#### [THE TASKS]
1. Answer these questions using the passage on Leninist theory, one per line:
(a) What kind of consciousness does the passage say the working class can develop by its own efforts alone?
(b) Who, according to Lenin's answer, would bring revolutionary consciousness to the workers?
(c) What is the slogan of the Revolutionary Communist Party?
2. Rewrite the stretch of the passage on Leninist theory from "This conclusion became" through "or socialist ideology.", substituting "bosses" for "employers".
3. Pick up the passage on Leninist theory after its final sentence and continue it.

#### [ARTICLE]
+--

This conclusion became the starting point for the Leninist theory of revolution. Lenin ruefully concluded that ”false consciousness” and ideological corruption had forever removed the revolutionary potential of the working class. As he says:
The history of all countries shows that the working class, exclusively by its own efforts, is able to develop only trade union consciousness, i.e., the conviction that it is necessary to combine in unions, fight the employers, and strive to compel the government to pass necessary labor legislation, etc.
Since there can be no talk of an independent ideology formulated by the working masses themselves in the process of their movement, the only choice is—either bourgeois or socialist ideology.
This left the Leninists with a dilemma; if workers could not develop a revolutionary class consciousness on their own, how then were they ever to attain it and thus make the revolution? Lenin’s answer was simple—the workers would obtain their revolutionary consciousness by having it brought to them by a dedicated core of communist theorists, by what he called “professional revolutionaries, irrespective of whether they have developed from among students or working men”.
This is the basis for the “Marxist-Leninist Party”, the elite cadre of trained dialectical materialists who interpret the economic laws which govern human society and who train the “backward sections of the masses” in these insights, all the while protecting them from “demagogues” who would lead them astray into the path of “false consciousness”. The Leninist parties do not aim to interpret the working class’s ideology—rather, they aim to create and control it. Thus the slogan of the Revolutionary Communist Party; “Create public opinion, seize power!”

+--

#### [STORED DATA]
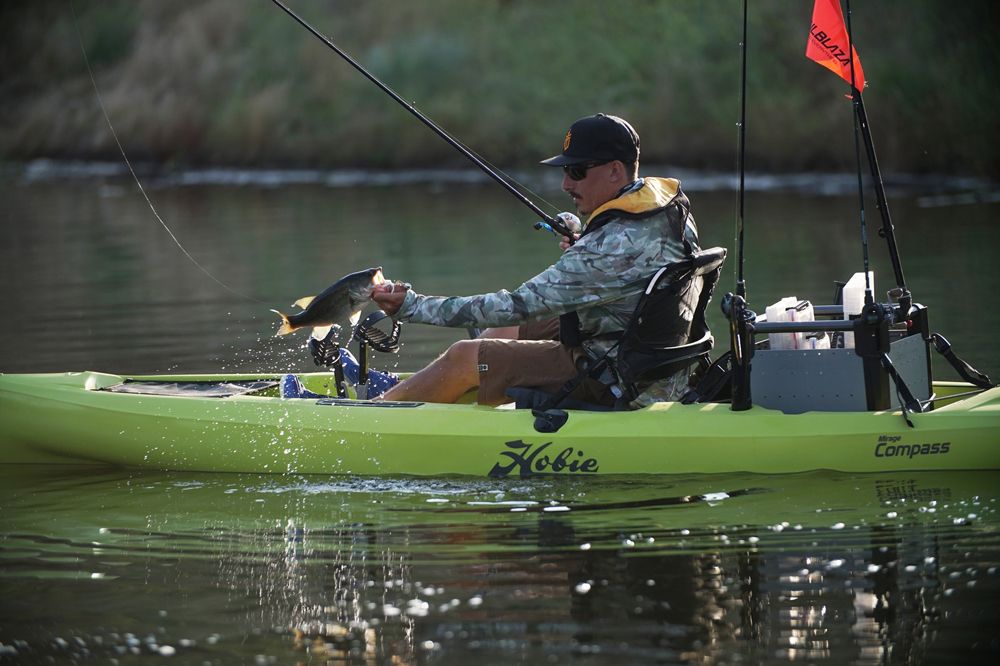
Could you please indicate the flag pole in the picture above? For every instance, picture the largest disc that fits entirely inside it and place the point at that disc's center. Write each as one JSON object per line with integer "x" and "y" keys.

+--

#### [TASK-BY-TASK ANSWERS]
1.
(a) Only trade union consciousness.
(b) A dedicated core of communist theorists, which Lenin called "professional revolutionaries, irrespective of whether they have developed from among students or working men."
(c) "Create public opinion, seize power!"

2.
This conclusion became the starting point for the Leninist theory of revolution. Lenin ruefully concluded that ”false consciousness” and ideological corruption had forever removed the revolutionary potential of the working class. As he says:
The history of all countries shows that the working class, exclusively by its own efforts, is able to develop only trade union consciousness, i.e., the conviction that it is necessary to combine in unions, fight the bosses, and strive to compel the government to pass necessary labor legislation, etc.
Since there can be no talk of an independent ideology formulated by the working masses themselves in the process of their movement, the only choice is—either bourgeois or socialist ideology.

3.
The Leninist viewpoint was attacked vehemently by the section of the revolutionary movement that came to be known as “left-wing communists”, “neo-Hegelian communists” or, more commonly, “council communists”. Rather than a paternalistic party acting on behalf of the working class, the council communists called for worker self-emancipation, using the ideologies and direct actions developed by the rank and file workers.
Lenin, the council communists pointed out, assumed that human ideas had no impact at all on the development of human society; they were mere reflections of changes which had already taken place in the economic sphere, and were doomed to follow slavishly behind these economic changes. This was a return to the “mechanistic materialism” which had been criticized by Marx and Engels, who never believed that theories and ideologies had no impact on social development. It was a mistake, Engels declared, to assert that “because we deny an independent historical development to the various ideological spheres which play a part in history, we also deny them an effect upon history.”
Ideas, Engels writes, could not be simple reflections of existing economic relationships. Any ideological system, he notes, “must not only correspond to the general economic position and be its expression, but must also be an expression which is consistent in itself, and which does not, owing to inner contradictions, look glaringly inconsistent. And in order to achieve this, the faithful reflection of economic conditions is more and more infringed upon.”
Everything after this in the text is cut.